## TEXT PASSAGE
- Conference: Independent
- Record: 4–8
- Head coach: Joe Hollis (2nd season);
- Offensive coordinator: Randy Fichtner (1st season)
- Defensive coordinator: Keith Butler (1st season)
- Home stadium: Indian Stadium

= 1998 Arkansas State Indians football team =

American college football season

The 1998 Arkansas State Indians football team represented Arkansas State University as an independent during the 1998 NCAA Division I-A football season. Led by second-year head coach Joe Hollis, the Indians compiled a record of 4–8. The Indians played and won their first overtime game in school history against New Mexico State.

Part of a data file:
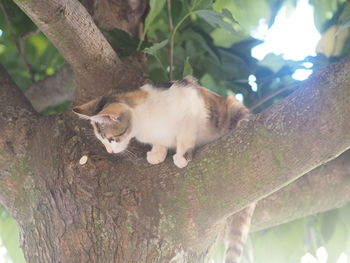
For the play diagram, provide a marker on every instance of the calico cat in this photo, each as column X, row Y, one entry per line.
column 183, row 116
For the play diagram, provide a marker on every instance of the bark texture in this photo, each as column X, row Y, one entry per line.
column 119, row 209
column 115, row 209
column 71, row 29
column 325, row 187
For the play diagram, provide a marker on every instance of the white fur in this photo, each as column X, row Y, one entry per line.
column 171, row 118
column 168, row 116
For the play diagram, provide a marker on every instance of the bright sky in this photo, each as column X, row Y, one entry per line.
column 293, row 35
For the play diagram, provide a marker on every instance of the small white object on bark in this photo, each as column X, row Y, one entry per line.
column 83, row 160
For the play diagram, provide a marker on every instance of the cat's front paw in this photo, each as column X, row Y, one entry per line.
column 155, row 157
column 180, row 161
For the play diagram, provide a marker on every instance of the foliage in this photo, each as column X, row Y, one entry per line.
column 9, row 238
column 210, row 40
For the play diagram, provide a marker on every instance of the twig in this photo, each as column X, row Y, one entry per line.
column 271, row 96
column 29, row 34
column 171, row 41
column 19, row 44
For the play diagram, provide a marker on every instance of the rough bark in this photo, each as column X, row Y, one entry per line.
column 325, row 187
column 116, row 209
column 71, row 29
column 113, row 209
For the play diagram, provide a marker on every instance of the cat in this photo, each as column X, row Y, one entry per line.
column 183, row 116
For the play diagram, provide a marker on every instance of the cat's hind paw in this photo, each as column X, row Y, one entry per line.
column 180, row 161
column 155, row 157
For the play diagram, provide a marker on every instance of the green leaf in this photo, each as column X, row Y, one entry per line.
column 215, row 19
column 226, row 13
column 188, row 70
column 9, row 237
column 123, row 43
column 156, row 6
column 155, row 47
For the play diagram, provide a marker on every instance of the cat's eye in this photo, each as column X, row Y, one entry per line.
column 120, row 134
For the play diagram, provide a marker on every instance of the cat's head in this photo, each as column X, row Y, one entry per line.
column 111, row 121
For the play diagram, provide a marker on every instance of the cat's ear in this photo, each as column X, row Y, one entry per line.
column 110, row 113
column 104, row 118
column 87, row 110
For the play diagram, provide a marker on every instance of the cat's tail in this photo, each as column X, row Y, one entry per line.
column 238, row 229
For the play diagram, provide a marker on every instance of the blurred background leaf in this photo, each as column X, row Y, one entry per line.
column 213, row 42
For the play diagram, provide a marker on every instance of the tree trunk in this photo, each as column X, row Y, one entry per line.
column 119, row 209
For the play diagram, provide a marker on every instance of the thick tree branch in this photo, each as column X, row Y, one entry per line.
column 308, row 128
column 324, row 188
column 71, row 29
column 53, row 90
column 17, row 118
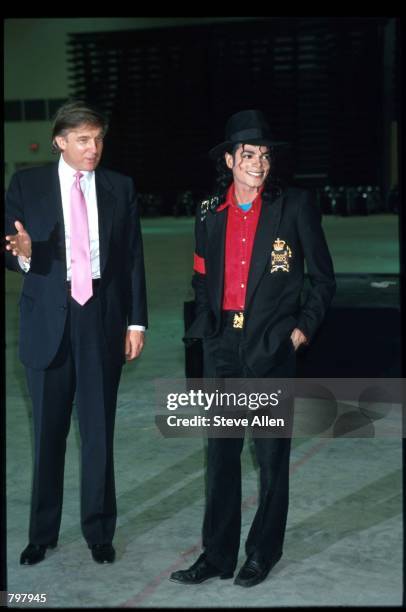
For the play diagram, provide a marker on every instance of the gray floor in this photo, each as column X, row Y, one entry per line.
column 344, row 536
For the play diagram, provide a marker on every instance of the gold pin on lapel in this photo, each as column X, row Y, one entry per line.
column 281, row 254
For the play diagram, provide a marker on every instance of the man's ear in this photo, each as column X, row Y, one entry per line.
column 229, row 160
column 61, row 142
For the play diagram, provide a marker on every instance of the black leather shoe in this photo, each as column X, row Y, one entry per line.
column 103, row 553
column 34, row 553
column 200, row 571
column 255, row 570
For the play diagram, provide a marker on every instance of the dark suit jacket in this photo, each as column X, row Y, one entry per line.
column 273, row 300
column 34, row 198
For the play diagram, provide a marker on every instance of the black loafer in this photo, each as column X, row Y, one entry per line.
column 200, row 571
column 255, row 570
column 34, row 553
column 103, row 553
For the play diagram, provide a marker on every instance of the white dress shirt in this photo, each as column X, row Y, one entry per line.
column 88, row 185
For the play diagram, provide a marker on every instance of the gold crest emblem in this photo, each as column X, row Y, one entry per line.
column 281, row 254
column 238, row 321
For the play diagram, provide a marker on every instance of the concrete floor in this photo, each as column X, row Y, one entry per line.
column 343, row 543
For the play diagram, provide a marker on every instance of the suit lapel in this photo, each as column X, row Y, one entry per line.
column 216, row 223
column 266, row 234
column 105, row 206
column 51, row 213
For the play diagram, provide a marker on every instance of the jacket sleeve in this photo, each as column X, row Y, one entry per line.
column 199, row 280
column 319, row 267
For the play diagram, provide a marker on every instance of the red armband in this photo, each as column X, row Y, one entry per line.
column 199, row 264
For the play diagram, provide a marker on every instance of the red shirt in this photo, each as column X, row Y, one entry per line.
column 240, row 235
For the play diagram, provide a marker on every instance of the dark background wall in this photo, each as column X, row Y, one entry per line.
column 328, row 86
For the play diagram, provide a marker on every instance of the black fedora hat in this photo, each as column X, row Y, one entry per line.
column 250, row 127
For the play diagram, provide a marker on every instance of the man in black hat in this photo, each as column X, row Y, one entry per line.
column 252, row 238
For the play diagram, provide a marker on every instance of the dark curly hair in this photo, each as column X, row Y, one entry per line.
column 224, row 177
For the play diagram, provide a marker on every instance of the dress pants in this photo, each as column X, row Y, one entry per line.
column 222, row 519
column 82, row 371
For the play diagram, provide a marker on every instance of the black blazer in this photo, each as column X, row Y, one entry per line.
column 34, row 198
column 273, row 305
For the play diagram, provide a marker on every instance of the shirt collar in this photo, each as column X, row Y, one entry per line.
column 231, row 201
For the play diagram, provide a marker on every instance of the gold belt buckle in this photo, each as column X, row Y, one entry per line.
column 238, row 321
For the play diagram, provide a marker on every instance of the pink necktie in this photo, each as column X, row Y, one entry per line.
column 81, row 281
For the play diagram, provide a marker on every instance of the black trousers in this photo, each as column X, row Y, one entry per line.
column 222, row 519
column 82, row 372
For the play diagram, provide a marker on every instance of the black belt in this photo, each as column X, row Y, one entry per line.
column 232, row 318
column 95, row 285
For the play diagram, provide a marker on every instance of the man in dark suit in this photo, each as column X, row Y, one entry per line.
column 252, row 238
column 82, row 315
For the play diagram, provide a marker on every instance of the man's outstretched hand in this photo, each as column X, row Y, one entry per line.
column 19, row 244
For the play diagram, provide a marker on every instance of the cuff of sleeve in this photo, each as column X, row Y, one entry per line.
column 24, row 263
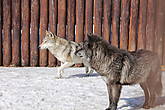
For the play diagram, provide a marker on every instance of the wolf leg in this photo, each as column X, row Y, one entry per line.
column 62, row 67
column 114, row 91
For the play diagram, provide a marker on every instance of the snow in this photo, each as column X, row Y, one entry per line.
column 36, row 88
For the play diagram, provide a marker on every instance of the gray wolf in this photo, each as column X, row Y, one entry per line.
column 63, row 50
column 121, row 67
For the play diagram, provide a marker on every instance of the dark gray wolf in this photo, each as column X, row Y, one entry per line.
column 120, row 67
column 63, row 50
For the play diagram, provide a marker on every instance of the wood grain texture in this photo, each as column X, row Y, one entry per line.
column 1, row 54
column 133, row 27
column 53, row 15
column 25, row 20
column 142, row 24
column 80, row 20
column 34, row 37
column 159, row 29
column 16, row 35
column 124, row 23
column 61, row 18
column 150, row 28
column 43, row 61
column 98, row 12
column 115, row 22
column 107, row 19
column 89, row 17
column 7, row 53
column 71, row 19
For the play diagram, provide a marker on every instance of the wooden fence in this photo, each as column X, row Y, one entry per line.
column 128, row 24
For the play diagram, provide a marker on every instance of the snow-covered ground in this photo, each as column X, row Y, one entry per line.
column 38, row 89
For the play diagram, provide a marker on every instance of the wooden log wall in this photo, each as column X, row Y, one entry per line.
* * *
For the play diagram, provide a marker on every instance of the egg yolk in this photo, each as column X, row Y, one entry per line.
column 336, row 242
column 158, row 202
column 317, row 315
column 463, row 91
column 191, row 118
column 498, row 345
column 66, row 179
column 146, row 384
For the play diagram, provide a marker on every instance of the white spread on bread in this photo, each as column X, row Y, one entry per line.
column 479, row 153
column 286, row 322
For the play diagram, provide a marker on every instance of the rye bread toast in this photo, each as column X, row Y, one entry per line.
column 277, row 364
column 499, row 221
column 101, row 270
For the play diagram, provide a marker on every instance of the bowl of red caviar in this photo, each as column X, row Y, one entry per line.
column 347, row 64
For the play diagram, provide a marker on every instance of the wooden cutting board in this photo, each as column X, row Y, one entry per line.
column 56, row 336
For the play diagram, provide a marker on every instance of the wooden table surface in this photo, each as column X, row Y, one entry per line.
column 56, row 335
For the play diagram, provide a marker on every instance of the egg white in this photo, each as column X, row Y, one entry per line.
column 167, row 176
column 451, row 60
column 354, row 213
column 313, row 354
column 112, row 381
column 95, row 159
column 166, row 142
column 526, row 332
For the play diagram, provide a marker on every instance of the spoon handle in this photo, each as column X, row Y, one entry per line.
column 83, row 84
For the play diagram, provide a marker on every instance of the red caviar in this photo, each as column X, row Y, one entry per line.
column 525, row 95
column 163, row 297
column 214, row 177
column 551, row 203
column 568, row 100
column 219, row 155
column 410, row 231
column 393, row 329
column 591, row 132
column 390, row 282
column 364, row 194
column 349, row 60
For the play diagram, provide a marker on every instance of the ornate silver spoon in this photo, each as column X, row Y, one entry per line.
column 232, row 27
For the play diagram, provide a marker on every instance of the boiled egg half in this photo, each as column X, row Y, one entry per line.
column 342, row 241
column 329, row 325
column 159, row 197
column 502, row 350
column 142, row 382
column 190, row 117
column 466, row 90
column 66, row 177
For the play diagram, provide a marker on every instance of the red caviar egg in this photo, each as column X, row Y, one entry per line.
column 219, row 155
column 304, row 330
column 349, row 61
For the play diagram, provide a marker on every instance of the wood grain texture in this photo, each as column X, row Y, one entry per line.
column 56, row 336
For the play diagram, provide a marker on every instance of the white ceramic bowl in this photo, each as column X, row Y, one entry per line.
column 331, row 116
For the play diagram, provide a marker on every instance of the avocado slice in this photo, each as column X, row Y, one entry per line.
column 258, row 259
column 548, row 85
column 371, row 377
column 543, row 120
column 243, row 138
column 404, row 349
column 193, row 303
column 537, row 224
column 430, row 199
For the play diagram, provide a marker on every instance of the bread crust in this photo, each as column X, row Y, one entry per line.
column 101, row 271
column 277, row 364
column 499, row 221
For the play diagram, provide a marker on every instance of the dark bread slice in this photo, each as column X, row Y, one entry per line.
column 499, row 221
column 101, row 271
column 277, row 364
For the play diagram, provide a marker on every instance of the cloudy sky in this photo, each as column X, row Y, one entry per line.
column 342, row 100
* * *
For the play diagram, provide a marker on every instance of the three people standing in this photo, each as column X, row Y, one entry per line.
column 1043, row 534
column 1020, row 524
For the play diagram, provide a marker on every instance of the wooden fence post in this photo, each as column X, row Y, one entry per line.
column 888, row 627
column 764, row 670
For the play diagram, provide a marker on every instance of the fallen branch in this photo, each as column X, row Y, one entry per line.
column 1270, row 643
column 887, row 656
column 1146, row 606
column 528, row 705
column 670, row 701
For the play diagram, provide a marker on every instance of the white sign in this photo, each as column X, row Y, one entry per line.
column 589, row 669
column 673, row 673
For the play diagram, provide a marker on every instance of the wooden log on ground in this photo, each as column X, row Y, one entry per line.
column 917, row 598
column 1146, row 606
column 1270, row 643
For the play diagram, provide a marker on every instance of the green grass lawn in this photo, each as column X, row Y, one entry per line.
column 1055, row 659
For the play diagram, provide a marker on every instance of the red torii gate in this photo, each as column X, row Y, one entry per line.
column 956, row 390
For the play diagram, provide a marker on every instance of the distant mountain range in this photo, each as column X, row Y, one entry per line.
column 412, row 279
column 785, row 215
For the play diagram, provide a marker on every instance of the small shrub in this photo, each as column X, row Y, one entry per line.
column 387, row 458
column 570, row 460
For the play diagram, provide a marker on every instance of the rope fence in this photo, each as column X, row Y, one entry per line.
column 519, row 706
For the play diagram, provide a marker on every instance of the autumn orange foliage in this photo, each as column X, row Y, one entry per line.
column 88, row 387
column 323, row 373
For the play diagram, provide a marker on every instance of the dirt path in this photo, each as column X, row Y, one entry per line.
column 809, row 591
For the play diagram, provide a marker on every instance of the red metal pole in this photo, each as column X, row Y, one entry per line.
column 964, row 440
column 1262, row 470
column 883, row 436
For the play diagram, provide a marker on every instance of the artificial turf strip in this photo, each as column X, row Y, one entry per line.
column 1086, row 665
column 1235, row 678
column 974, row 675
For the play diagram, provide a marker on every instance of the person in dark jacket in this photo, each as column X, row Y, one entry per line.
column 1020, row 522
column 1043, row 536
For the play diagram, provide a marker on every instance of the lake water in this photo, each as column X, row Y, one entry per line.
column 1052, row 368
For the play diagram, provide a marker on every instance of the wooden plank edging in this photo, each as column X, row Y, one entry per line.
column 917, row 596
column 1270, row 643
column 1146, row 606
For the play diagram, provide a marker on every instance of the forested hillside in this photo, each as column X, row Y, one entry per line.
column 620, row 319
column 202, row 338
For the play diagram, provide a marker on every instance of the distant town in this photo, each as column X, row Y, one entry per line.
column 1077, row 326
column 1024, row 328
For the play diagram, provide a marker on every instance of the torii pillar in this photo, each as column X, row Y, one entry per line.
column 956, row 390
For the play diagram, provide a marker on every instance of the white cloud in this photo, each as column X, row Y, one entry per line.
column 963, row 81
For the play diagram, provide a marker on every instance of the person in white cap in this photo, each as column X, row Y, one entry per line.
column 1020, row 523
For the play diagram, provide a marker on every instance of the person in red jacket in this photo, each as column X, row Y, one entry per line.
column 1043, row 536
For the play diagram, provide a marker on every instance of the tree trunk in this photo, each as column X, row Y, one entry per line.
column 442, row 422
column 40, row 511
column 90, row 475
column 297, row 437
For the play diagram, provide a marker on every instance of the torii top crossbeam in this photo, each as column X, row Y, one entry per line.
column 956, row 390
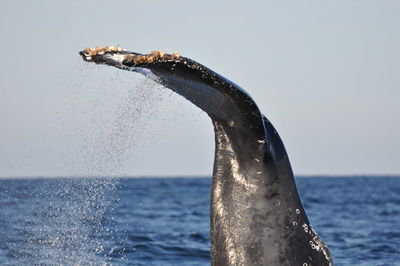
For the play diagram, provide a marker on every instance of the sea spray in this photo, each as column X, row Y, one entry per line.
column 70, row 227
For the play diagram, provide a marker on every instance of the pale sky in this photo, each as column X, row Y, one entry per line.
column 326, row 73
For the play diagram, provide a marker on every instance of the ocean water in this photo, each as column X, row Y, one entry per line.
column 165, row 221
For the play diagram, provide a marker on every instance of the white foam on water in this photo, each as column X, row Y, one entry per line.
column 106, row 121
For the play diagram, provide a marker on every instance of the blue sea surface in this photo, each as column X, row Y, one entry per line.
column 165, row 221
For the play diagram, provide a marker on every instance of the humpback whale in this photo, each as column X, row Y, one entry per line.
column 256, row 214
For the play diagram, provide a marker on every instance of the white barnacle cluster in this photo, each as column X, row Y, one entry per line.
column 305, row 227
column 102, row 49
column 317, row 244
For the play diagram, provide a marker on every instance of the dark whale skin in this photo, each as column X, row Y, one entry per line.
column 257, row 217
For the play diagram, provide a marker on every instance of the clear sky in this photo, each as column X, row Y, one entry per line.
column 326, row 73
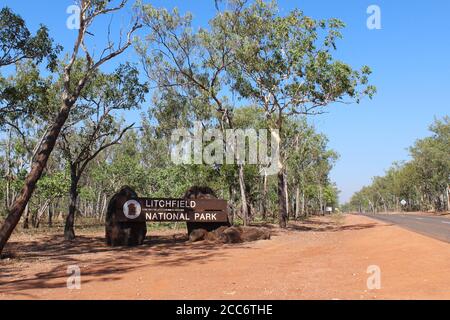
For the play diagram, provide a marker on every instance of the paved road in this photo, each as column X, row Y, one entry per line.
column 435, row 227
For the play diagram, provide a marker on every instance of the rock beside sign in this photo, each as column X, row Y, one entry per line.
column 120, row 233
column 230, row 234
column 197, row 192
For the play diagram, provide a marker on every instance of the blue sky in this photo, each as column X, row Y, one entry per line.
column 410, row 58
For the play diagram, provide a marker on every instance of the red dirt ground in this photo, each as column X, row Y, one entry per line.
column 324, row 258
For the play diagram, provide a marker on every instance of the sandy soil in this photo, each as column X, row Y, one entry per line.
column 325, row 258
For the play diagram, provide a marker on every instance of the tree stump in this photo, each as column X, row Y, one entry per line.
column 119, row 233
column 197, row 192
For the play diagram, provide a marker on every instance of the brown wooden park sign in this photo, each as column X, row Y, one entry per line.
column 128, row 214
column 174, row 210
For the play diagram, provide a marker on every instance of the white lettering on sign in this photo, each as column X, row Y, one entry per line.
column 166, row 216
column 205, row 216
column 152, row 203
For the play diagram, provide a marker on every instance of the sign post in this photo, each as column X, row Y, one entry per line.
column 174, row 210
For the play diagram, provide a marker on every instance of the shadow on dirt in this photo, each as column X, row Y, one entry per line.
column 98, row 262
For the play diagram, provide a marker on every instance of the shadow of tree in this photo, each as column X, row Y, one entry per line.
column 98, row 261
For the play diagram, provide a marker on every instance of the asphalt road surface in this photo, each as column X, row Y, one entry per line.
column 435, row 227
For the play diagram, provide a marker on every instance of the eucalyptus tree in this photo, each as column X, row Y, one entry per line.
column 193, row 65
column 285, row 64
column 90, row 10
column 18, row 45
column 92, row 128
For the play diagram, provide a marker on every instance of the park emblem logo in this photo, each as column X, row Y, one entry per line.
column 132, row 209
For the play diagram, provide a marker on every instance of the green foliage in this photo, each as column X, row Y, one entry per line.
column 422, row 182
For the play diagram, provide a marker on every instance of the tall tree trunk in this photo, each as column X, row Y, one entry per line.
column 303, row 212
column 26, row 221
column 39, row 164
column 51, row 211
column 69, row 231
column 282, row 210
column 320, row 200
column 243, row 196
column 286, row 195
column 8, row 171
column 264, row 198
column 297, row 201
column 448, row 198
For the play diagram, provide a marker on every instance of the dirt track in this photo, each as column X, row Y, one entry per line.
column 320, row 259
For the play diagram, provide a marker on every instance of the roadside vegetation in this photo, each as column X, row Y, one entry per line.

## EXERCISE OBJECTIVE
Duplicate the passage on the 1998 Arkansas State Indians football team from "- Defensive coordinator: Keith" to "New Mexico State.".

## RESULT OF THIS EXERCISE
- Defensive coordinator: Keith Butler (1st season)
- Home stadium: Indian Stadium

= 1998 Arkansas State Indians football team =

American college football season

The 1998 Arkansas State Indians football team represented Arkansas State University as an independent during the 1998 NCAA Division I-A football season. Led by second-year head coach Joe Hollis, the Indians compiled a record of 4–8. The Indians played and won their first overtime game in school history against New Mexico State.